BRIEF:
What follows is a set of records, each of which is to be written out exactly.
### DATA FOR THE TASK
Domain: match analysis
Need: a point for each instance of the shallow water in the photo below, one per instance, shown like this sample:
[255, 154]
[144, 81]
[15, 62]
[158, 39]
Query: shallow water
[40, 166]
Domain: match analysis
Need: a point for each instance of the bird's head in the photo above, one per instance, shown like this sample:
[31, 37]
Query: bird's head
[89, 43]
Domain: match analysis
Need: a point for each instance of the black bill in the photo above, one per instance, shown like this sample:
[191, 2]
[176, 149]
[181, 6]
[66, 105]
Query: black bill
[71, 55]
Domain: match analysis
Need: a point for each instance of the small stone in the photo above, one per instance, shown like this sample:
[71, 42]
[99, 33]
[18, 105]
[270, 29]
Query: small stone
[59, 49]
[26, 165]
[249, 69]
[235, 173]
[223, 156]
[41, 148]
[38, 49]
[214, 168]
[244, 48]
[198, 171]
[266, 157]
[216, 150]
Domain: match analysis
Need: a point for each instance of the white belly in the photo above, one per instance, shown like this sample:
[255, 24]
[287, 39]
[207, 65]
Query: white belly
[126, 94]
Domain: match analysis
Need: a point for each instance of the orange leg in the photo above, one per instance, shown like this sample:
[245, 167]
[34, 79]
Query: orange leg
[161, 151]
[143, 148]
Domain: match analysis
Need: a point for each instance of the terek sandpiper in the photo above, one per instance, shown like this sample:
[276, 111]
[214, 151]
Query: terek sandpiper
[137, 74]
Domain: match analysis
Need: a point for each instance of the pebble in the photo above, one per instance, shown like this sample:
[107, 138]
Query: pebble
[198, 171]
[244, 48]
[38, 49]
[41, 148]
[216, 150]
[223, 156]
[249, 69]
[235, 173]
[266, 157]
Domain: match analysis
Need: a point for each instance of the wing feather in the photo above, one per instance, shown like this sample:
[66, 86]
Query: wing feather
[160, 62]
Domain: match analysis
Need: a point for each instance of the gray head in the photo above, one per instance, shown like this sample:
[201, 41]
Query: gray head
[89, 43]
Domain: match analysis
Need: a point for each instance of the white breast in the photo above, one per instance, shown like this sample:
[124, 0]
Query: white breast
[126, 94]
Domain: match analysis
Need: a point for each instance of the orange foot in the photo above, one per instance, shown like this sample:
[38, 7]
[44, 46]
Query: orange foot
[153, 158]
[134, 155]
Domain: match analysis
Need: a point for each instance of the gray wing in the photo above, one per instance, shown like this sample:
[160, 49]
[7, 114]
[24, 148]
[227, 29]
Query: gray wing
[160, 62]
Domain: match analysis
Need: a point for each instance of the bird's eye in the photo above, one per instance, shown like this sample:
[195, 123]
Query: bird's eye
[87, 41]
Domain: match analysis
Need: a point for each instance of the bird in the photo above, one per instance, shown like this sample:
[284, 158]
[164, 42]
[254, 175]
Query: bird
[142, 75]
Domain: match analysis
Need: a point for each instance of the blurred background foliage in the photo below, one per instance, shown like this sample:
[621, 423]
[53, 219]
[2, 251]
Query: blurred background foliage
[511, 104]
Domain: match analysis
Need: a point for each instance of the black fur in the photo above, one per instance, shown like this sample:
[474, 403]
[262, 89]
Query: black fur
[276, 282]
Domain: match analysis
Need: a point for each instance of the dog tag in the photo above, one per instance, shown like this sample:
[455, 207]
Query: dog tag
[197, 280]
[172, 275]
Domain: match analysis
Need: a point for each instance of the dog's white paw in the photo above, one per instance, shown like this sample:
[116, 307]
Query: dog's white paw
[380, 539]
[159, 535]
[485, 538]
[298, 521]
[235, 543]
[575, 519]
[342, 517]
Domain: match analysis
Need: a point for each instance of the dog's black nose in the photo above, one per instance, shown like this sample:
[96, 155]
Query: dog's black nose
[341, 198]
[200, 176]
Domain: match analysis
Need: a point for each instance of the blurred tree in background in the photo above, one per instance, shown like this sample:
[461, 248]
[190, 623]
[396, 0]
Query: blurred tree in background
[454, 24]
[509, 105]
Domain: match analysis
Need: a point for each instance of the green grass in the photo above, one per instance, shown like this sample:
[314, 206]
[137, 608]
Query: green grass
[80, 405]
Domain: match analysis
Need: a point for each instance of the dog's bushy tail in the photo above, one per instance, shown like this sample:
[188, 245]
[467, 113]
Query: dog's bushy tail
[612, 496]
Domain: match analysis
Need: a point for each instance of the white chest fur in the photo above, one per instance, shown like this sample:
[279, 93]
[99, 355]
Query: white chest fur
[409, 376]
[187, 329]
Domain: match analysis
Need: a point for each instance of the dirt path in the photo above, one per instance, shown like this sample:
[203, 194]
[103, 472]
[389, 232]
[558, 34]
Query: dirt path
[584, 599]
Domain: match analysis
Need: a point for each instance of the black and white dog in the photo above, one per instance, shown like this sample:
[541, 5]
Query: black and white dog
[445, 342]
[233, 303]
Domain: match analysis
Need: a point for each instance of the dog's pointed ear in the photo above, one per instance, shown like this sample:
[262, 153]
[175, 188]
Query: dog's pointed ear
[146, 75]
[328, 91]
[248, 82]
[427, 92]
######
ANSWER TO THIS PROBLEM:
Domain: match analysis
Need: a point for each instance of the shallow water in the photo below, one per instance, shown like this sample:
[255, 154]
[144, 81]
[15, 62]
[158, 39]
Query: shallow water
[40, 166]
Domain: match analysis
Need: a point for each instance of the bird's head in the photo above, one per instance, shown like this sample:
[31, 37]
Query: bird's head
[89, 43]
Domain: match analysis
Need: a point for each instance of the black bill in the photo above, one per instance, shown like this sample:
[191, 2]
[176, 149]
[181, 6]
[66, 105]
Query: black bill
[71, 55]
Domain: match analysis
Need: a point for each instance of the small stone in the photo above, one per instance, shown like this sample:
[71, 42]
[99, 33]
[18, 105]
[270, 29]
Query: small stone
[59, 49]
[26, 165]
[249, 69]
[235, 173]
[223, 156]
[41, 148]
[38, 49]
[214, 168]
[244, 48]
[198, 171]
[266, 157]
[216, 150]
Domain: match analysis
Need: a point for each instance of the white belly in the photo above, one per instance, shown like this sample:
[255, 24]
[287, 39]
[207, 65]
Query: white belly
[126, 94]
Domain: match analysis
Need: a point for each instance of the orange leg in the photo above, one per instance, shown like this sample:
[245, 167]
[34, 79]
Query: orange leg
[161, 151]
[143, 148]
Domain: match analysis
Need: a point for each instance of the terek sandpiper in the photo above, one per instance, shown like this sample:
[276, 111]
[214, 151]
Query: terek sandpiper
[137, 74]
Domain: match analysis
Need: a point for each instance of the pebble in the photo above, one per instance, shown like this sample:
[107, 138]
Query: pebble
[198, 171]
[244, 48]
[38, 49]
[41, 148]
[216, 150]
[223, 156]
[249, 69]
[235, 173]
[266, 157]
Domain: match analysis
Need: a point for each instance of the wing feather in the photo above, one per instance, shown like this sample:
[66, 86]
Query: wing feather
[160, 62]
Domain: match analysis
Need: a point for each instance of the gray head in the photo above, one per instance, shown like this sample:
[201, 41]
Query: gray head
[89, 43]
Domain: match analysis
Need: a point for each instance of the white breast in the photo above, one per instance, shown like this sample:
[124, 0]
Query: white breast
[126, 94]
Domain: match analysis
Need: a point for each instance of the orange foot in the photo above, one per instance, shown like this sample:
[38, 7]
[44, 46]
Query: orange foot
[153, 158]
[134, 155]
Domain: match analysis
Need: a point for each instance of the gray wing in the photo above, one per instance, shown like this sample:
[160, 49]
[7, 114]
[24, 148]
[227, 29]
Query: gray wing
[160, 62]
Domain: match analysis
Need: a point for each instance of the bird's eye in the photo above, one per instance, shown like this sample:
[195, 123]
Query: bird's eye
[87, 41]
Domain: match analysis
Need: a point for each instance of the bird in the photo above, one per instance, shown like this sample:
[284, 158]
[164, 42]
[254, 175]
Query: bird
[142, 75]
Domain: match analysis
Need: a point for each instance of the blurred background foliage in the photo below, one per instance, shown like this sample:
[621, 423]
[53, 219]
[2, 251]
Query: blurred background foliage
[511, 104]
Domain: match analysis
Need: a point for each instance of the black fur in the photo above, one per instance, shown like this sample:
[474, 403]
[262, 89]
Query: black fur
[276, 282]
Domain: match analysis
Need: a point for each instance of the dog tag in the photo above, one per instance, shown like this sample:
[455, 207]
Query: dog tag
[197, 280]
[172, 275]
Domain: match analysis
Need: a point for each instance of the dog's white paw in the photo above, one per instance, shown like this sample:
[116, 307]
Query: dog's white paw
[380, 539]
[159, 535]
[485, 538]
[298, 521]
[235, 543]
[575, 519]
[342, 517]
Domain: match analysis
Need: a point for each instance of the dog's black nose in the photo above, one per instance, shown like this sample:
[96, 155]
Query: dog's black nose
[341, 198]
[200, 176]
Domain: match analysis
Need: a point for each instance of the blurred tree in background in the photo above, one per instance, shown like this sample:
[461, 248]
[190, 623]
[396, 0]
Query: blurred tree in background
[454, 24]
[509, 105]
Domain: match analysis
Need: a point for each instance of the green grass in the photo above, one per instance, shown like this sample:
[314, 206]
[137, 608]
Query: green grass
[80, 405]
Domain: match analysis
Need: a point for each instance of the dog's bushy tail in the photo above, one per instance, shown like this sample:
[188, 245]
[467, 113]
Query: dog's bushy tail
[612, 496]
Domain: match analysis
Need: a point for each instance of the white chest fur in the photo above, one per instance, shown like this sample:
[279, 93]
[99, 355]
Query: white chest fur
[409, 376]
[187, 329]
Domain: match analysis
Need: a point for each instance of the dirt path in the photo above, one per instance, shown like this sample:
[203, 194]
[103, 472]
[389, 232]
[558, 34]
Query: dirt path
[584, 599]
Domain: match analysis
Need: a point for each instance of the black and white dog in the photo above, one per instance, shown like this sample:
[541, 5]
Query: black and white dog
[445, 342]
[233, 303]
Domain: match analysis
Need: a point for each instance of the dog's pointed ear in the photo above, one per instance, shown like this sample:
[262, 153]
[175, 188]
Query: dog's pointed ear
[146, 75]
[328, 91]
[248, 82]
[427, 92]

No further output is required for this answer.